# [Problem description]
Rewrite the lines from the start of the records through the line containing "59L100 60L96 60L95", replacing "Outline" with "Delineate" and leaving everything else unchanged.

# [Entries]

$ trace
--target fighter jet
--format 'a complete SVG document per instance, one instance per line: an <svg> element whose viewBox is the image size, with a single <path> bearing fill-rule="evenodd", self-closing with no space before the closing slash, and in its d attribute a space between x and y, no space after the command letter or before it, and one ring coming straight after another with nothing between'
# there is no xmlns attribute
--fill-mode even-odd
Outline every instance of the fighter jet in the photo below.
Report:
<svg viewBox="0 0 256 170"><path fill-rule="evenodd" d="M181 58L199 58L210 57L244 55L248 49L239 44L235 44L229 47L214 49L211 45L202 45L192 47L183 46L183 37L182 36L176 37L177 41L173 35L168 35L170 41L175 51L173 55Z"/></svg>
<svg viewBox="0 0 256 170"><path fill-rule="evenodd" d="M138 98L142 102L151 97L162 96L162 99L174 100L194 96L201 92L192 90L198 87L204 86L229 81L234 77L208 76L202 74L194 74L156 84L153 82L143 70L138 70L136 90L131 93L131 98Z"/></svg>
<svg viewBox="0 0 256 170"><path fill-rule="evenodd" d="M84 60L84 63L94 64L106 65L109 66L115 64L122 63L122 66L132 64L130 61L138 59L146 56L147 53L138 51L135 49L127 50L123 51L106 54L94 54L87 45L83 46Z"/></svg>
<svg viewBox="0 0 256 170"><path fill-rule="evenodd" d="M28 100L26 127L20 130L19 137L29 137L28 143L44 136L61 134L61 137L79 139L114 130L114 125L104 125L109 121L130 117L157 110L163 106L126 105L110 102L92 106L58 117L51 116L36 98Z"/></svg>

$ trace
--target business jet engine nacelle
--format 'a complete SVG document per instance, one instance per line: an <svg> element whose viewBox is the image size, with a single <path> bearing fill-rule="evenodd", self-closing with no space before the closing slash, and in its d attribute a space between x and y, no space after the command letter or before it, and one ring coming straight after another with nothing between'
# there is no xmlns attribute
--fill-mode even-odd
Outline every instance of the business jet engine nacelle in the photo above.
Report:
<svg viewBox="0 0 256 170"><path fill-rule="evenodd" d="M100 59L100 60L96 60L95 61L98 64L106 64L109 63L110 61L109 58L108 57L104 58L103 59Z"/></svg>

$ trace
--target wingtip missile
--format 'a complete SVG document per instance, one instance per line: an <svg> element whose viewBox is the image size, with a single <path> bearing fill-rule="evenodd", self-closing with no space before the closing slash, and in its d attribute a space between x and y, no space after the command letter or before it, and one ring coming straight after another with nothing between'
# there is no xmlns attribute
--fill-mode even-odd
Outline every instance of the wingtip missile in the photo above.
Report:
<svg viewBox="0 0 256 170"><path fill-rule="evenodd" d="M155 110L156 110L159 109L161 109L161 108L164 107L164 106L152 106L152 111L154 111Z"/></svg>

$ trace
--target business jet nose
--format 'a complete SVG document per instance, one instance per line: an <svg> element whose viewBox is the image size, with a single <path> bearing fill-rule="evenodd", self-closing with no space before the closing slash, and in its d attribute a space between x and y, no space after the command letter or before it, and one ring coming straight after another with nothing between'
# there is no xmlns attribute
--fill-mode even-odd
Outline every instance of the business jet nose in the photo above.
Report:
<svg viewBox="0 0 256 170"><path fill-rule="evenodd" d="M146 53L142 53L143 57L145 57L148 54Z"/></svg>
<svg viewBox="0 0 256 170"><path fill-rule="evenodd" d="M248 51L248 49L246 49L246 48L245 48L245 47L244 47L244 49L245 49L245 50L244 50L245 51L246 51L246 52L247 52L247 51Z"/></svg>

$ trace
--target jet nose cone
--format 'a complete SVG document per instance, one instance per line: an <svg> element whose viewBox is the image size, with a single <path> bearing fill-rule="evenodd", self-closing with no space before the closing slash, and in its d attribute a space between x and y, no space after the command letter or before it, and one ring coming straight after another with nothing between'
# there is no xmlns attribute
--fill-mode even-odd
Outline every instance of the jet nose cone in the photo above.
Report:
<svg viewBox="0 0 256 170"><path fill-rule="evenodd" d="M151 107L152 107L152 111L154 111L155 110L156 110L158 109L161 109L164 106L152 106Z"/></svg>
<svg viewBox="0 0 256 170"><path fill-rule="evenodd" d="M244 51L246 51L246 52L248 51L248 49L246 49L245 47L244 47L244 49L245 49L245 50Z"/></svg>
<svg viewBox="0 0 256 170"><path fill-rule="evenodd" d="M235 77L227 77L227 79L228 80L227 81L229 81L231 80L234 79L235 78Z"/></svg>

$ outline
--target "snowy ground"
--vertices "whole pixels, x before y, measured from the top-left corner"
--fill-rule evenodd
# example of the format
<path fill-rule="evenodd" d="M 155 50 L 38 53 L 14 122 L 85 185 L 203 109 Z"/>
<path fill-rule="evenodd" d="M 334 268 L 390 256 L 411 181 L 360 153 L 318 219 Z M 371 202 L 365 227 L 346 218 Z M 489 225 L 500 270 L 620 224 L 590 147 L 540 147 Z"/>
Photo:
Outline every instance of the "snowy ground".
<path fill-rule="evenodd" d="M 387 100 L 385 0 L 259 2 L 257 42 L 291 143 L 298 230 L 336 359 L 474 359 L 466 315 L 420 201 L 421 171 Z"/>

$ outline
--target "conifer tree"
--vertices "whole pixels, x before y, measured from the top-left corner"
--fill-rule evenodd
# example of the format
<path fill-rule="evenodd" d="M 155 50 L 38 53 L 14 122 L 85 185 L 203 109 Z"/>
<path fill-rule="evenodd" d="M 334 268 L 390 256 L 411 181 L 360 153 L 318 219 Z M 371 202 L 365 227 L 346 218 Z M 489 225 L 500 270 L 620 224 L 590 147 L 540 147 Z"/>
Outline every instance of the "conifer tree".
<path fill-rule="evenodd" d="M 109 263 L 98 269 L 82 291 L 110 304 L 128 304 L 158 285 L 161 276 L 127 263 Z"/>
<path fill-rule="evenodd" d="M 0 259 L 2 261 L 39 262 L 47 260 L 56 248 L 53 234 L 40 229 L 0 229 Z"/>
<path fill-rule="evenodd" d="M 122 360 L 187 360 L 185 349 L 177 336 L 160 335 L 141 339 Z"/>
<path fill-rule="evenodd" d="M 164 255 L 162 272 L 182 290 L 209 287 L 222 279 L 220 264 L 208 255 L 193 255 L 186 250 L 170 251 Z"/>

# [Output of the exercise]
$ trace
--target fighter jet
--format 'a complete SVG document per instance, one instance per line: an <svg> element whose viewBox is the image size, with a single <path> bearing fill-rule="evenodd", self-closing with no space before the closing slash, and in its d attribute a space between x and y, no space after the command letter or before it, and one ring coming straight after another with nothing between'
# there is no xmlns attribute
--fill-mode even-odd
Delineate every instance of the fighter jet in the photo below.
Report:
<svg viewBox="0 0 256 170"><path fill-rule="evenodd" d="M181 58L199 58L210 57L244 55L248 49L239 44L235 44L229 47L214 49L211 45L202 45L192 47L183 46L183 37L182 36L176 37L177 41L173 35L168 35L170 41L175 51L173 55Z"/></svg>
<svg viewBox="0 0 256 170"><path fill-rule="evenodd" d="M138 98L142 102L151 97L162 96L162 99L174 100L194 96L201 92L192 90L198 87L204 86L229 81L234 77L208 76L202 74L194 74L156 84L153 82L143 70L138 70L136 90L131 93L131 98Z"/></svg>
<svg viewBox="0 0 256 170"><path fill-rule="evenodd" d="M84 60L84 63L94 64L106 65L109 66L115 64L122 63L122 66L132 64L130 61L138 59L146 56L147 53L138 51L135 49L127 50L123 51L106 54L94 54L87 45L83 46Z"/></svg>
<svg viewBox="0 0 256 170"><path fill-rule="evenodd" d="M28 100L26 127L20 130L19 137L29 137L28 143L44 136L61 134L61 137L79 139L114 130L114 125L104 125L109 121L130 117L157 110L163 106L126 105L110 102L92 106L58 117L51 116L36 98Z"/></svg>

$ trace
--target business jet engine nacelle
--format 'a complete SVG document per instance, one instance per line: an <svg> element whose viewBox is the image size, with a single <path> bearing fill-rule="evenodd", self-closing with no space before the closing slash, and in its d attribute a space between x and y, no space after the command letter or before it, and one ring coming straight after another with nothing between'
# there is no xmlns attribute
--fill-mode even-odd
Delineate every instance of the business jet engine nacelle in the photo above.
Report:
<svg viewBox="0 0 256 170"><path fill-rule="evenodd" d="M100 59L100 60L96 60L95 61L98 64L106 64L109 63L110 61L109 58L108 57L104 58L103 59Z"/></svg>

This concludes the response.